_DOCUMENT SECTION_
--- START ---

OPSEU/SEFPO members often want to know when and how they can use the grievance process to challenge unreasonable Employer edicts.
Arbitrators have ruled that Employers do have the legal power to issue policies and rules unilaterally under their right to manage the workplace. But this power is not without limitations. There are circumstances in which members can grieve rules and ask an Arbitrator to declare a rule or policy invalid.
Arbitrators consider several criteria in reviewing an Employer rule. First, arbitrators can declare a rule invalid if it violates the Collective Agreement or any other laws that applies to all workers in Ontario. Second, arbitrators can declare the rule invalid if it is found to be unreasonable.
In cases in which an employee is being disciplined because of a rule, arbitrators can overrule the discipline if the Employer has not met the following conditions:
- The rule must be clear and unequivocal
- It must have been brought to the attention of the worker or workers affected before the Employer can act on it
- If the worker was discharged, then they must have been notified that discharge could be a consequence for a breach or non-compliance with the rule
- And finally, the rule must have been consistently enforced
- These criteria were developed during a pivotal 1965 case known as KVP.

--- END ---

_RECORDED INFORMATION_
--- START ---

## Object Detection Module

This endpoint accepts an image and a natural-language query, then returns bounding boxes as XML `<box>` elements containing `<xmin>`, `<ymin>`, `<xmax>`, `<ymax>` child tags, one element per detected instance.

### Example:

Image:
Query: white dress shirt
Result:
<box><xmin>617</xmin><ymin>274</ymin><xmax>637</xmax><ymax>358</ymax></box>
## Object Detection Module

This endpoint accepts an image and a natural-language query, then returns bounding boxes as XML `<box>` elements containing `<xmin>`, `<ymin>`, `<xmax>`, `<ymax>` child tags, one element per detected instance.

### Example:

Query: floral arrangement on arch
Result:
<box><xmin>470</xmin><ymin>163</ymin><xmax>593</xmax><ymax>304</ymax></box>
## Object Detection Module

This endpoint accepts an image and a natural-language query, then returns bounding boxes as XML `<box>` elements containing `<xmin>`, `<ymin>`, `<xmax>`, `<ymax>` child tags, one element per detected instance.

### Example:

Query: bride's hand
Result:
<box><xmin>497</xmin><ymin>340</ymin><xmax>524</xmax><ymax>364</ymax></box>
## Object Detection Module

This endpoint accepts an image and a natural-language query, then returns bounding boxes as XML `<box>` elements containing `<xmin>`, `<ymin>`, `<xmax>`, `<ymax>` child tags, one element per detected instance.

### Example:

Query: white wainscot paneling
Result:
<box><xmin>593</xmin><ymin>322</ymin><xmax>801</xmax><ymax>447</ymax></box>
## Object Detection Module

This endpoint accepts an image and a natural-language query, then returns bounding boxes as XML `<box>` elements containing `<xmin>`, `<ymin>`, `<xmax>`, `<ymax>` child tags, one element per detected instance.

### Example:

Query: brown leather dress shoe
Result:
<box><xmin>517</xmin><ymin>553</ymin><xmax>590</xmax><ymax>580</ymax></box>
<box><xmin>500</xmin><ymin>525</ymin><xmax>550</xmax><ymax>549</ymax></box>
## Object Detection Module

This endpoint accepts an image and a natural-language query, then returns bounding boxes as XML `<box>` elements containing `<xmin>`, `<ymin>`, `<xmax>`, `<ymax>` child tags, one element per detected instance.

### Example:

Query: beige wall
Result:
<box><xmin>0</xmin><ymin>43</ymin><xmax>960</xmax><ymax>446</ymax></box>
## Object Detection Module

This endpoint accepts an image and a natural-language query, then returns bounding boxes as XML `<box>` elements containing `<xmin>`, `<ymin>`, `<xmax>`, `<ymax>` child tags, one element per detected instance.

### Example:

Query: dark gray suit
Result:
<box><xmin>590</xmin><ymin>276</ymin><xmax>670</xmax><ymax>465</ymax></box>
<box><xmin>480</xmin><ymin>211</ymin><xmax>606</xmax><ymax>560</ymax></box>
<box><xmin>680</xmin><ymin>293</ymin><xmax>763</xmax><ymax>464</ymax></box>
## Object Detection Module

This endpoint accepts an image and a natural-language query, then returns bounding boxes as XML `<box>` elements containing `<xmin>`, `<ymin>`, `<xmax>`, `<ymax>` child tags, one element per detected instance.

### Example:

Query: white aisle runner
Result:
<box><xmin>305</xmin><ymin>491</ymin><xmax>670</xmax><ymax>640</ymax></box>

--- END ---

_SET OF TASKS_
#1 Please repeat the stretch of the text on grieving Employer rules from "Arbitrators consider several" through "to be unreasonable." word for word.
#2 According to the text on grieving Employer rules, under what right can Employers issue policies and rules unilaterally?

_ANSWERS TO EACH TASK_
#1
Arbitrators consider several criteria in reviewing an Employer rule. First, arbitrators can declare a rule invalid if it violates the Collective Agreement or any other laws that applies to all workers in Ontario. Second, arbitrators can declare the rule invalid if it is found to be unreasonable.

#2 Under their right to manage the workplace.